▸ PROBLEM DETAILS:
Read through the entries below and return each line with the word "spot".

▸ TASK DATA:
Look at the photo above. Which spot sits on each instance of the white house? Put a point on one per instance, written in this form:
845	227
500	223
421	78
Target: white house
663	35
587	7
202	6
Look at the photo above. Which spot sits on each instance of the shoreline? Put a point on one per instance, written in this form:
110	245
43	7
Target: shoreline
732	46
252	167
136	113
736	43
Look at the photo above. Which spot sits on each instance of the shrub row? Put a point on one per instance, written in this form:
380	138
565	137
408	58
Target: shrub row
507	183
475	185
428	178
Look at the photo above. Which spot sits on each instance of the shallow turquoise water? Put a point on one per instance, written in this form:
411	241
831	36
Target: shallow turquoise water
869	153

▸ WRITTEN SOLUTION:
Look at the photo above. Which spot sits on each instance of the white house? Put a point on one per instance, written in this form:
Look at the photo above. Which spot sits on each instance of the shoreline? Put a point on one per instance, written in this form:
Look at the photo above. Which spot sits on each instance of the shrub row? Put a point on one per instance, written in this form:
Look at the photo above. Which spot sits on each instance of the shallow turquoise water? Put a point on one per instance, written in this form:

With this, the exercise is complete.